> [Data extract]:

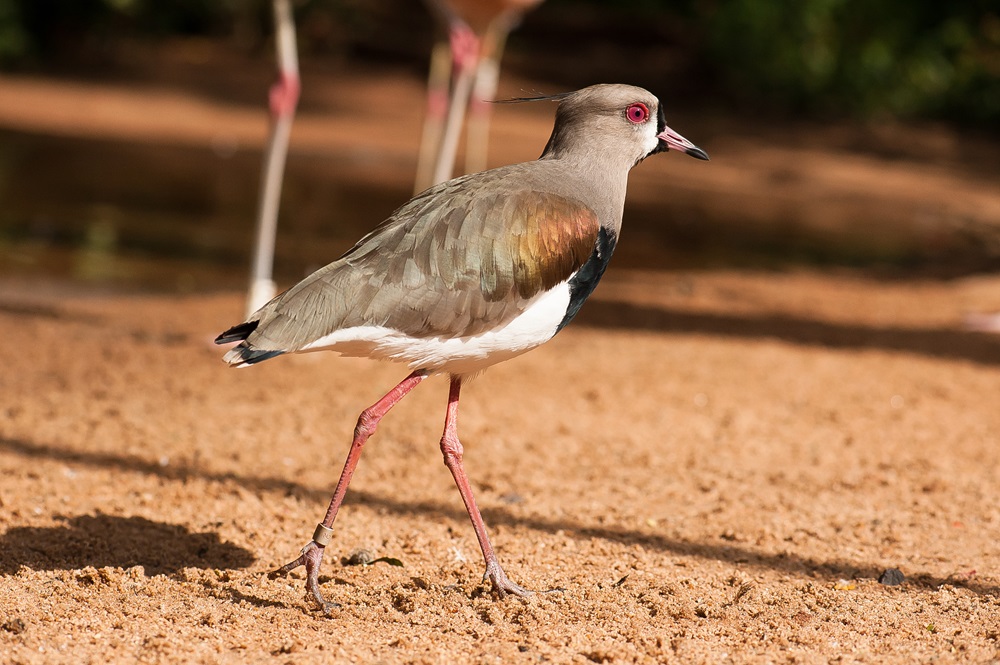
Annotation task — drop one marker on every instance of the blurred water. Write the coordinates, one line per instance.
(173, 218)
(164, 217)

--

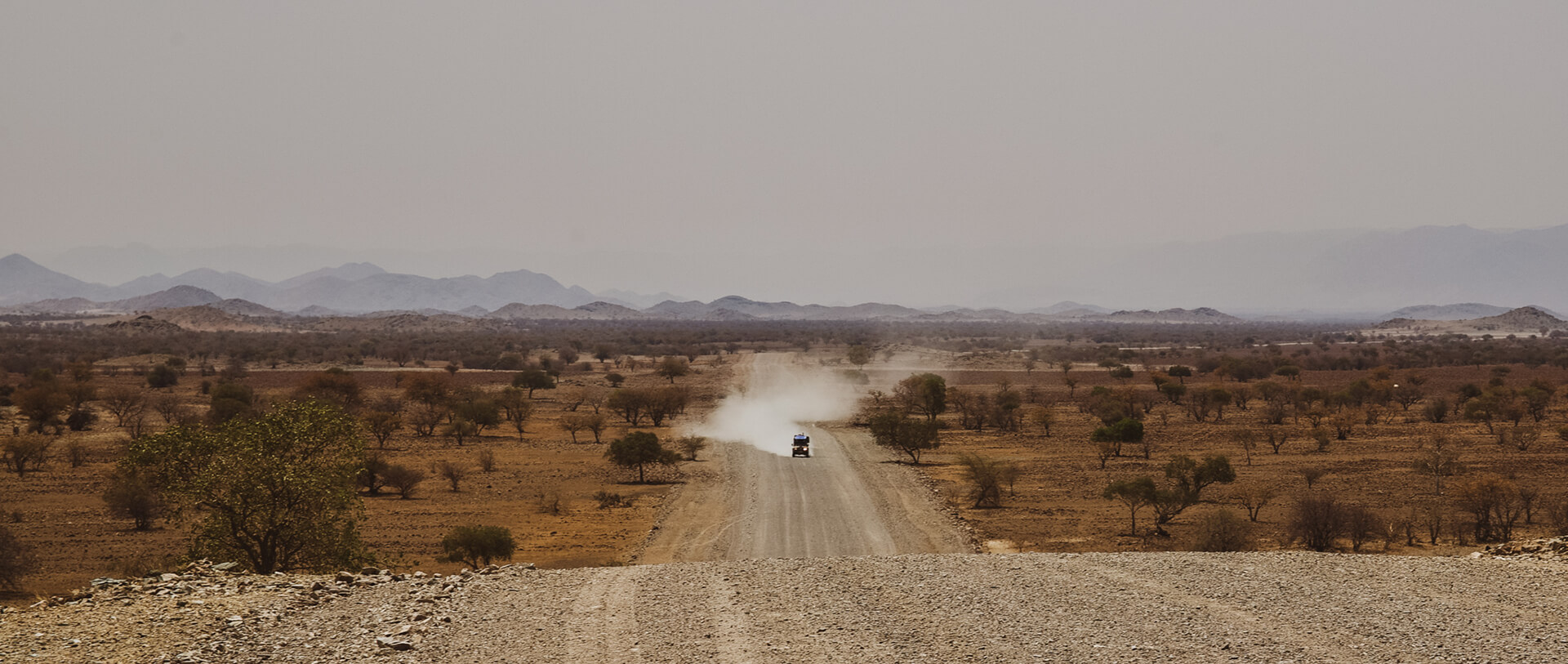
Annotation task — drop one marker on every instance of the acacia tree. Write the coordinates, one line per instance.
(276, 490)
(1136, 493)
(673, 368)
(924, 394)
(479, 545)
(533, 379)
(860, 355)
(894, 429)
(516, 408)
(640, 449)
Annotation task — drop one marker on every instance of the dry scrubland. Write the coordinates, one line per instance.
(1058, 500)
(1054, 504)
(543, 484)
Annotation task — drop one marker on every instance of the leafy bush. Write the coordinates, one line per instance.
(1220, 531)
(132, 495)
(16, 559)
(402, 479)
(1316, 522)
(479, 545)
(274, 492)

--

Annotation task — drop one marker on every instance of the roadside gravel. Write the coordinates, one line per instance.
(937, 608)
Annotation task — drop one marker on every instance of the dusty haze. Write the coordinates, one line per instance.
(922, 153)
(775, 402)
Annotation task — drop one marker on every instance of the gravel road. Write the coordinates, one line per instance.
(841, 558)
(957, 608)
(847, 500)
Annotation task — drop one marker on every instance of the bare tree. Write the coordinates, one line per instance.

> [Instructions to follow]: Edit the records in the stretch from the line containing "gravel. Write the coordinates, one line per instance." through the line containing "of the bare", changing "marker" to "pin" and leaving everything else unchanged. Give only those lines.

> [Task solution]:
Annotation task — drop one pin on every instance of the roadside gravel. Write the coordinates, one line per instance.
(937, 608)
Annotation task — drop one pin on every instance of the dusty haze. Write the coordinates, one line per instance.
(922, 153)
(775, 402)
Annotation task — drop one pin on every instance of the gravel road. Write the coordinates, one line per instance.
(841, 558)
(957, 608)
(847, 500)
Annotation task — drop one pin on every instance of the bare tree. Write the coordinates, one line per instance.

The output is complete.